» **What you are asked to do**: In the records below, find the line that contains "Would you mind indicating the gravel", then transcribe it and every later line exactly, stopping at the final line.

Data records:

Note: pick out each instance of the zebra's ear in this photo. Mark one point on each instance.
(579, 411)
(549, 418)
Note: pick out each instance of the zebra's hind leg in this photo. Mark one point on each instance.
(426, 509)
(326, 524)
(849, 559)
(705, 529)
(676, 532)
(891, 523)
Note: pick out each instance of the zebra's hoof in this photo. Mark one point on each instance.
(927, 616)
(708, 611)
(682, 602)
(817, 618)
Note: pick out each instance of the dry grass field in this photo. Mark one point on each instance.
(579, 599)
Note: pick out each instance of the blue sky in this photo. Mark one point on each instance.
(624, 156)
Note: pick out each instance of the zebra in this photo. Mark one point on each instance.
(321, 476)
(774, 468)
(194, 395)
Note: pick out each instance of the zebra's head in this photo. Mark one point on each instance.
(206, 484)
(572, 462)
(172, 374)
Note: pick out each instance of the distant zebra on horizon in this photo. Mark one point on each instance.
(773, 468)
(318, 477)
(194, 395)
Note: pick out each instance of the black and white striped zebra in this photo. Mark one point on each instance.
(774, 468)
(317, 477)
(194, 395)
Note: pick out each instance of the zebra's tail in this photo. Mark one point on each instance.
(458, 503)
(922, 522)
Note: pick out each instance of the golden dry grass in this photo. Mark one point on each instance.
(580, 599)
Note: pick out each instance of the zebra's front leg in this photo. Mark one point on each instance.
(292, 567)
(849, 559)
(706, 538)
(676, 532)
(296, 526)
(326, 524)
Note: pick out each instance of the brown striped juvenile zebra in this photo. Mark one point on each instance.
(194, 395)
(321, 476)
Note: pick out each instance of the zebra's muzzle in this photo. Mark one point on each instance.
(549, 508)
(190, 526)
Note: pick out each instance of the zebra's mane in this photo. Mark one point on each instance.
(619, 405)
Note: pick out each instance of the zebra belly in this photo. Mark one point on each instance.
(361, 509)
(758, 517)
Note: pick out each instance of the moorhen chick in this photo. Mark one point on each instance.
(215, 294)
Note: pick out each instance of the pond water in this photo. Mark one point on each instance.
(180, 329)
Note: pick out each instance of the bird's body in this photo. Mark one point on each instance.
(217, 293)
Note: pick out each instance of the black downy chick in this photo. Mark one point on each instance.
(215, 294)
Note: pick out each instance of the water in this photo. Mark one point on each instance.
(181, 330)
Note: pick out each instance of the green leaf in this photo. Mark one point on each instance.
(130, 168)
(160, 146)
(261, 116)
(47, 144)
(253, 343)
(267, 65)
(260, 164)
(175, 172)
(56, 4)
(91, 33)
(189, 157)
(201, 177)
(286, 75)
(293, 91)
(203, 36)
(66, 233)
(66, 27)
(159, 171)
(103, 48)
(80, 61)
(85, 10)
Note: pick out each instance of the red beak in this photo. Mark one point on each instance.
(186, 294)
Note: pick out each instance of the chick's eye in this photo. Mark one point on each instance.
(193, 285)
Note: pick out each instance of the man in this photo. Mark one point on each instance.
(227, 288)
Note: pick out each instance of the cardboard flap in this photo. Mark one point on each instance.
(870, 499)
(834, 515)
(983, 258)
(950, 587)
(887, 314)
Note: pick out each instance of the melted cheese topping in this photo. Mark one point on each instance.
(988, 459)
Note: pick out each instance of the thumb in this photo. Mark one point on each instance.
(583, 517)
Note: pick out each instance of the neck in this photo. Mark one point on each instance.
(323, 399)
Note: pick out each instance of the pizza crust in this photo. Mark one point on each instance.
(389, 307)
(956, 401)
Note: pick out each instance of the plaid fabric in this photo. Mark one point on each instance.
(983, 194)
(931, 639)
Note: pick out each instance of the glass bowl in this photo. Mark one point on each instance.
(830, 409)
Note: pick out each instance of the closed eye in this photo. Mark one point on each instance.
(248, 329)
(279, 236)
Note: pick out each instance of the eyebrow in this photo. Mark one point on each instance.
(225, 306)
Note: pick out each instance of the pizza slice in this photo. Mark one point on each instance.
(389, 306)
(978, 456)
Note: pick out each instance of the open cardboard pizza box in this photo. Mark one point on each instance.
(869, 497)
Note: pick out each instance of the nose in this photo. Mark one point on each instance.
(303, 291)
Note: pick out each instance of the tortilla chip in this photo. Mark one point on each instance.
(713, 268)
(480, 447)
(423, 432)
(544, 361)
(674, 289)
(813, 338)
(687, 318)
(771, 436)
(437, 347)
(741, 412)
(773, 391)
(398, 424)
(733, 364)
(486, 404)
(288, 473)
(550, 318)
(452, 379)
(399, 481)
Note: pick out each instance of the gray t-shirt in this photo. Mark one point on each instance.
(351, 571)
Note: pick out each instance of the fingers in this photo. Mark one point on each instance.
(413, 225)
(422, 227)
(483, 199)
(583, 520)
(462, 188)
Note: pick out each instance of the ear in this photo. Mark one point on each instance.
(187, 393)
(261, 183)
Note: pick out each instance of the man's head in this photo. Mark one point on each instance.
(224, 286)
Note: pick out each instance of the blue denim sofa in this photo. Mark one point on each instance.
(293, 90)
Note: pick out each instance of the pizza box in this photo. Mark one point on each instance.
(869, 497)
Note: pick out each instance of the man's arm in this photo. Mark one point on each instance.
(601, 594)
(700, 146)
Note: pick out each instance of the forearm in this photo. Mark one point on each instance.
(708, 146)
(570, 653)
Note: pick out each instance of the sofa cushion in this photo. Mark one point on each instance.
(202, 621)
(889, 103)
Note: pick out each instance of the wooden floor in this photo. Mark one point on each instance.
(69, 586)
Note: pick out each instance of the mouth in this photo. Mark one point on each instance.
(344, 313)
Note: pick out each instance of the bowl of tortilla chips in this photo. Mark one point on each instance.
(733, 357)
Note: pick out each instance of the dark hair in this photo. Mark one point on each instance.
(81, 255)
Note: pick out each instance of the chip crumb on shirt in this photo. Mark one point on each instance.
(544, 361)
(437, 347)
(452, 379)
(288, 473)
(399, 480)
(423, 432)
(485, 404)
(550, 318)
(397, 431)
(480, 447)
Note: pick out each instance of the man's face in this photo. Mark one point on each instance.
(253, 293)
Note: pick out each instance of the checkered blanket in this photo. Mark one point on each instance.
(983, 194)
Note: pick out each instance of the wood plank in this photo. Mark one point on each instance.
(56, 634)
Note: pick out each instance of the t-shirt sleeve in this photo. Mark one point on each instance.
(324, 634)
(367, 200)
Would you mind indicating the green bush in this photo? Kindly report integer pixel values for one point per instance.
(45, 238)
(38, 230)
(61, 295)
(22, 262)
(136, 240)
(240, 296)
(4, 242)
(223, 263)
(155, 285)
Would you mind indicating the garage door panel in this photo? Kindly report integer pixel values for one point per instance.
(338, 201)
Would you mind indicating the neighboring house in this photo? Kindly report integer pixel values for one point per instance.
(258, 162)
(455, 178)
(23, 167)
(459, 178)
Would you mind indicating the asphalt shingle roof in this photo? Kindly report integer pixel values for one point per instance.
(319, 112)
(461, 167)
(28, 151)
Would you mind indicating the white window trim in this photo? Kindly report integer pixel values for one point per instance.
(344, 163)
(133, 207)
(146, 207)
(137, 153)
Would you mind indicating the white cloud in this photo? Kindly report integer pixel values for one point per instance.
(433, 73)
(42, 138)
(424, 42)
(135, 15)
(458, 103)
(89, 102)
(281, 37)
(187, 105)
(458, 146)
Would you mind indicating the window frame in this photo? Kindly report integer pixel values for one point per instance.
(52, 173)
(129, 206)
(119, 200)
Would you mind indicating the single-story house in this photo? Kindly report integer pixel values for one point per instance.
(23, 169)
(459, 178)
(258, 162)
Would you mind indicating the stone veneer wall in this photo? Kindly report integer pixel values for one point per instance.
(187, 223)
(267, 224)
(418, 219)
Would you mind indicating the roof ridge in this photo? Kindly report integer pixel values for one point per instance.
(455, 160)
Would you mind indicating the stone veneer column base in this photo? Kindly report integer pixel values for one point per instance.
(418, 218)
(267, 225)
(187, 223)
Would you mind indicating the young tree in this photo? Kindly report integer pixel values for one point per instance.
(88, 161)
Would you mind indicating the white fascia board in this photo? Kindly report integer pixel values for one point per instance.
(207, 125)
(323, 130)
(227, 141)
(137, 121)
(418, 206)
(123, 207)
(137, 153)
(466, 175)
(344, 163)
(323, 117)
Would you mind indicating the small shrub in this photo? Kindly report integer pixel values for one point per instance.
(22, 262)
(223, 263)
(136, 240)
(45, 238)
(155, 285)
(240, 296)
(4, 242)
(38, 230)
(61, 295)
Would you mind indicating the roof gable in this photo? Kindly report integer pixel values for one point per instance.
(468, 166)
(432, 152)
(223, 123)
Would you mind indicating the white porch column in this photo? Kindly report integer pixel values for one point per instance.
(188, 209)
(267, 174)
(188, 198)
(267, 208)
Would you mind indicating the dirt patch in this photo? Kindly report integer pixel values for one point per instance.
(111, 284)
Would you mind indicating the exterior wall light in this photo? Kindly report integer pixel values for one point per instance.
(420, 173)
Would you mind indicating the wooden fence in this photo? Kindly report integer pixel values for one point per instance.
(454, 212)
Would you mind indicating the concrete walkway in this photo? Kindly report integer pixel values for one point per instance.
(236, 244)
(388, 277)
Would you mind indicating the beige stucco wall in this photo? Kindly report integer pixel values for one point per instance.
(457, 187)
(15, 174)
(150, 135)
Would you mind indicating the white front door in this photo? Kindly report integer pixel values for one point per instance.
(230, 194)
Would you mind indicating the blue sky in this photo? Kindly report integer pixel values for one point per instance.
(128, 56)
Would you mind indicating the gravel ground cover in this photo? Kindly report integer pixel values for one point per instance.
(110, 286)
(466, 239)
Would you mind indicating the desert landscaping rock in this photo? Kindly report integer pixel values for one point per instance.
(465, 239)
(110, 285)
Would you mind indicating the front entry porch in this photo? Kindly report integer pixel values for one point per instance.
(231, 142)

» **Task output**:
Would you mind indicating the gravel ground cover in this photo? Kindly report integer pixel values for one point per instance.
(110, 286)
(466, 239)
Would you mind indicating the desert landscaping rock in this photo? Kindly report integer pixel values for one point per instance.
(465, 239)
(110, 285)
Would you mind indicating the front entry porch in this photo? Kindly report integer pixel values for one point per instance.
(231, 142)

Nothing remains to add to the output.